■ What to produce
Examine the records below. Report how many of their lines contain the word "dome", with no other content.

Image point grounding data
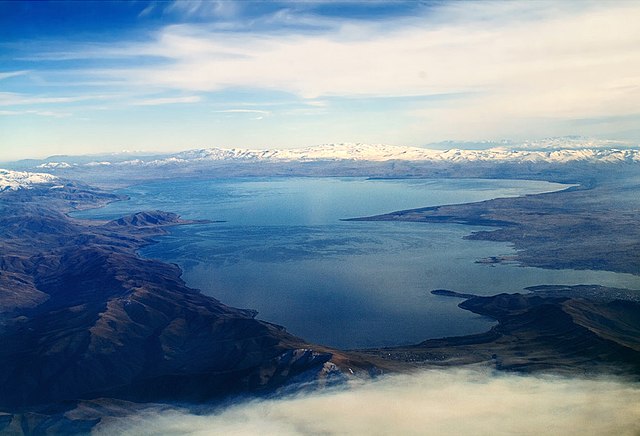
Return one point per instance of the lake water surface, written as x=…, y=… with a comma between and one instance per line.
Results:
x=283, y=251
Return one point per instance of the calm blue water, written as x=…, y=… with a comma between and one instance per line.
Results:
x=284, y=251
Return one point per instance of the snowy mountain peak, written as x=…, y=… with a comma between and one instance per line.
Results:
x=14, y=180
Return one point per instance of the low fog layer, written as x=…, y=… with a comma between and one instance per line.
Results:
x=431, y=402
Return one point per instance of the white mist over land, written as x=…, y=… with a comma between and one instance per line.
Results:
x=431, y=402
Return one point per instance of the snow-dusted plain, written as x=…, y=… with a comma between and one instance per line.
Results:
x=550, y=151
x=14, y=180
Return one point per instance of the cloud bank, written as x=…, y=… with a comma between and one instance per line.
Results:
x=427, y=403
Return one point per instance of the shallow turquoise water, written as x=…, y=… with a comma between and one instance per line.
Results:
x=284, y=251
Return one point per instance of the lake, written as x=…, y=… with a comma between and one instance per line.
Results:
x=283, y=251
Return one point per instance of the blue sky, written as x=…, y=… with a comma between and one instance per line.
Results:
x=89, y=77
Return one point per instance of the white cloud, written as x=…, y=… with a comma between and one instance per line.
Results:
x=54, y=114
x=243, y=111
x=167, y=100
x=427, y=403
x=15, y=99
x=516, y=59
x=8, y=74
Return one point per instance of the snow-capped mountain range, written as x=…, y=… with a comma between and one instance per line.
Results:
x=14, y=180
x=531, y=152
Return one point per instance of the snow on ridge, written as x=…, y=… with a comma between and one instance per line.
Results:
x=528, y=152
x=54, y=165
x=14, y=180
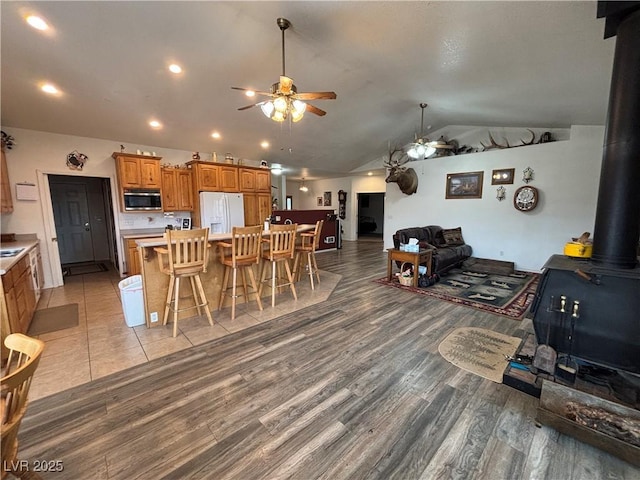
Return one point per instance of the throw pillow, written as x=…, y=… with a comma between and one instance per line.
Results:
x=453, y=236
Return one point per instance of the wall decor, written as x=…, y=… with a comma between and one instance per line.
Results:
x=503, y=176
x=527, y=175
x=342, y=204
x=76, y=160
x=464, y=185
x=526, y=198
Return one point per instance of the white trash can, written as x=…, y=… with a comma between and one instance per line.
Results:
x=132, y=300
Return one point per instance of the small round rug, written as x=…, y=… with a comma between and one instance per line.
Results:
x=479, y=351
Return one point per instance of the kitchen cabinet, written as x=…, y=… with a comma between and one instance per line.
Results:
x=6, y=201
x=247, y=179
x=229, y=181
x=19, y=300
x=254, y=180
x=132, y=258
x=137, y=171
x=263, y=181
x=257, y=207
x=177, y=190
x=205, y=176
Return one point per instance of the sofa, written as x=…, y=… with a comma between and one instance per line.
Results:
x=449, y=248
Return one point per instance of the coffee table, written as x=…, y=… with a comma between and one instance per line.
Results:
x=415, y=258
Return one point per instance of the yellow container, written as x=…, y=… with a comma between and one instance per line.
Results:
x=579, y=250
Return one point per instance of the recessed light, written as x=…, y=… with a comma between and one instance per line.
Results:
x=37, y=22
x=50, y=89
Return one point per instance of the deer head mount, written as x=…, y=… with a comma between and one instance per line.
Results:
x=406, y=178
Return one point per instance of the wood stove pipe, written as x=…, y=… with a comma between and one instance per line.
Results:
x=617, y=224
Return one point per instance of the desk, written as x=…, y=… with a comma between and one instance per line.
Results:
x=415, y=258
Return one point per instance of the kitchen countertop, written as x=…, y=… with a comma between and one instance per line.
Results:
x=7, y=262
x=213, y=237
x=142, y=233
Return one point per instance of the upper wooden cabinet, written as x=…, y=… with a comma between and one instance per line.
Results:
x=137, y=171
x=255, y=180
x=6, y=202
x=229, y=179
x=247, y=179
x=263, y=181
x=206, y=176
x=177, y=189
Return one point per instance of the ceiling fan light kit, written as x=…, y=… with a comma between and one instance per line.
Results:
x=421, y=148
x=285, y=101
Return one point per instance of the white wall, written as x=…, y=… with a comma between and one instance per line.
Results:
x=351, y=185
x=566, y=174
x=38, y=153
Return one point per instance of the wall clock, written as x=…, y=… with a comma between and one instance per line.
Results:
x=526, y=198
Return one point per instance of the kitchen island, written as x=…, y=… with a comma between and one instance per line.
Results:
x=156, y=284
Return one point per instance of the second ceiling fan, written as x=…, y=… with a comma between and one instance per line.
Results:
x=286, y=101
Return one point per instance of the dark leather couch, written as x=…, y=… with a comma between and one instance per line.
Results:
x=448, y=244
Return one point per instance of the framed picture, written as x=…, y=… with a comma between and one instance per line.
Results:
x=503, y=176
x=464, y=185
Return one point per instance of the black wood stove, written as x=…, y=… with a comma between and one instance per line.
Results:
x=591, y=308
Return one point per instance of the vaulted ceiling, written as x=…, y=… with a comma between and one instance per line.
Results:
x=512, y=64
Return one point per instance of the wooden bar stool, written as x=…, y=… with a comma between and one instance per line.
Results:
x=24, y=356
x=310, y=241
x=188, y=253
x=282, y=243
x=245, y=252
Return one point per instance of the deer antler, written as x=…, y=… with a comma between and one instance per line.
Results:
x=533, y=138
x=494, y=144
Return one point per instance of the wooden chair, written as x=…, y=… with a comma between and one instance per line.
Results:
x=282, y=243
x=24, y=356
x=185, y=256
x=310, y=241
x=243, y=252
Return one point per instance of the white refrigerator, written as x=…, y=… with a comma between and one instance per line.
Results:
x=221, y=211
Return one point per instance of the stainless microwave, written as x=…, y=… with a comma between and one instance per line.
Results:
x=142, y=200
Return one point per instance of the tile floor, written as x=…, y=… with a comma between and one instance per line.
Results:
x=102, y=343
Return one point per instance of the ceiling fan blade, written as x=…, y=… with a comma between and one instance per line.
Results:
x=257, y=92
x=250, y=106
x=316, y=95
x=316, y=110
x=285, y=84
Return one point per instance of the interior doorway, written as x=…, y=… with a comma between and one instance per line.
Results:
x=84, y=223
x=370, y=216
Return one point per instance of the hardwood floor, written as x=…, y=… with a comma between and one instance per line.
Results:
x=352, y=388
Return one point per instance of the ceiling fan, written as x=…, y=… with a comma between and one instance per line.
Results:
x=285, y=99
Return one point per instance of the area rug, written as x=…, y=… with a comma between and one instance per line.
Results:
x=53, y=319
x=479, y=351
x=506, y=295
x=83, y=268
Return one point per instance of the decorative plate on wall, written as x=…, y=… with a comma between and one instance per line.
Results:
x=526, y=198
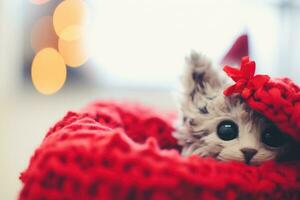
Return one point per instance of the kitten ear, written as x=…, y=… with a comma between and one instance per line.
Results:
x=199, y=75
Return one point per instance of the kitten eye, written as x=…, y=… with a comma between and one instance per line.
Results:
x=227, y=130
x=273, y=137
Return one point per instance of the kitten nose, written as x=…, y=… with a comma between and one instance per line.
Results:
x=248, y=154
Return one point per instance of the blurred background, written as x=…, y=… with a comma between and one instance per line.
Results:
x=58, y=55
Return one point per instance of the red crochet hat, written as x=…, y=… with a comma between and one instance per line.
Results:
x=278, y=99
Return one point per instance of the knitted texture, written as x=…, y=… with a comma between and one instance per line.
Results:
x=277, y=99
x=124, y=151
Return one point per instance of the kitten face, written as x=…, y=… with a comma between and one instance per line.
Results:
x=223, y=127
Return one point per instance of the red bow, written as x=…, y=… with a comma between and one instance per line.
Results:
x=246, y=82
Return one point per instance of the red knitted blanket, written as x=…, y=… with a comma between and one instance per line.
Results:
x=125, y=151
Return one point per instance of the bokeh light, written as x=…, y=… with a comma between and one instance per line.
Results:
x=74, y=52
x=43, y=34
x=48, y=71
x=39, y=1
x=70, y=18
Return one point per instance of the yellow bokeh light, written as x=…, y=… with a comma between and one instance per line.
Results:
x=70, y=18
x=48, y=71
x=74, y=52
x=43, y=34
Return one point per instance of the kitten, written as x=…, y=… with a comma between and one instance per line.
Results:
x=225, y=128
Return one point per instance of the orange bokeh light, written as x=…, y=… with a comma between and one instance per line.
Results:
x=70, y=18
x=48, y=71
x=74, y=52
x=43, y=34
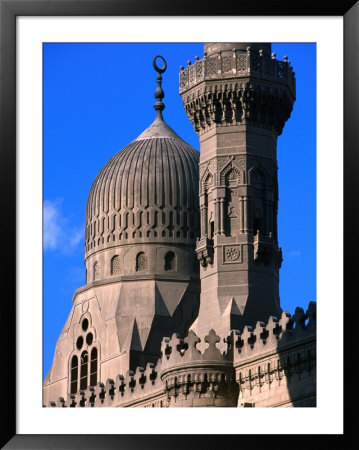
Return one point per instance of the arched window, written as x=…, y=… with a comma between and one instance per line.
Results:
x=74, y=374
x=93, y=367
x=96, y=271
x=115, y=265
x=84, y=370
x=141, y=262
x=170, y=261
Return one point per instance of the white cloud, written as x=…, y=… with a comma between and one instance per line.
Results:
x=58, y=232
x=294, y=253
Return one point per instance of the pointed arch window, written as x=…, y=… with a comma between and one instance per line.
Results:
x=141, y=262
x=170, y=261
x=115, y=265
x=74, y=374
x=83, y=365
x=93, y=367
x=84, y=370
x=96, y=271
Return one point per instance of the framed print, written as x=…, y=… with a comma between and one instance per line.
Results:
x=54, y=55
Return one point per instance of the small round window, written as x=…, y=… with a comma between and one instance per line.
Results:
x=89, y=339
x=85, y=324
x=79, y=342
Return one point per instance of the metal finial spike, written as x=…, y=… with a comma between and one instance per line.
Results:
x=159, y=94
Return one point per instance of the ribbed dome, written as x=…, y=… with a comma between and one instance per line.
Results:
x=147, y=192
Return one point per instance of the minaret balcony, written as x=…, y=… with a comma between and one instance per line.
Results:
x=237, y=64
x=265, y=249
x=205, y=251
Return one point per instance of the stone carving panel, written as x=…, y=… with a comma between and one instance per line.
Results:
x=232, y=254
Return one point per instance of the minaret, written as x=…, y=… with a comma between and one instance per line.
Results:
x=238, y=98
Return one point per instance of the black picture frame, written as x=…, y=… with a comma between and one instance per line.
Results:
x=9, y=10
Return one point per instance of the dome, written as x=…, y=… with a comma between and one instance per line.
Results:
x=146, y=193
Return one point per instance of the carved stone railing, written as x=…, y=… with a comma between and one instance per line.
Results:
x=237, y=64
x=205, y=251
x=215, y=375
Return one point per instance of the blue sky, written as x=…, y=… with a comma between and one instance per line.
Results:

■ Response to the task
2